====== Information given ======
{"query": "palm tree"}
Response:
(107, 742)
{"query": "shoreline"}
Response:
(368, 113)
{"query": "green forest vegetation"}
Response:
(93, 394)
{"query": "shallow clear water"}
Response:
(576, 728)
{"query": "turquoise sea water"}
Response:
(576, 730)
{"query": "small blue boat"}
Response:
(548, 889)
======
Activity:
Each line above that includes the word "water" is to be copied.

Response:
{"query": "shallow clear water"}
{"query": "turquoise sea water"}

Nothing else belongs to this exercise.